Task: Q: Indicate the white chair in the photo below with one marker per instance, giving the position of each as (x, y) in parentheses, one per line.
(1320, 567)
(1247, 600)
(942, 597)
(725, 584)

□ □ □

__INSTRUCTIONS TO FOLLOW__.
Lay out every line of the rows above as a Markdown table with the columns Number and Line, leaving out any blank lines.

__TASK RESULT__.
| Number | Line |
|---|---|
| 1 | Task: Q: Indicate the white chair in the photo below with one marker per instance, giving the position of each as (x, y) in parentheses, one per line. |
| 2 | (1320, 567) |
| 3 | (1247, 600) |
| 4 | (942, 597) |
| 5 | (725, 584) |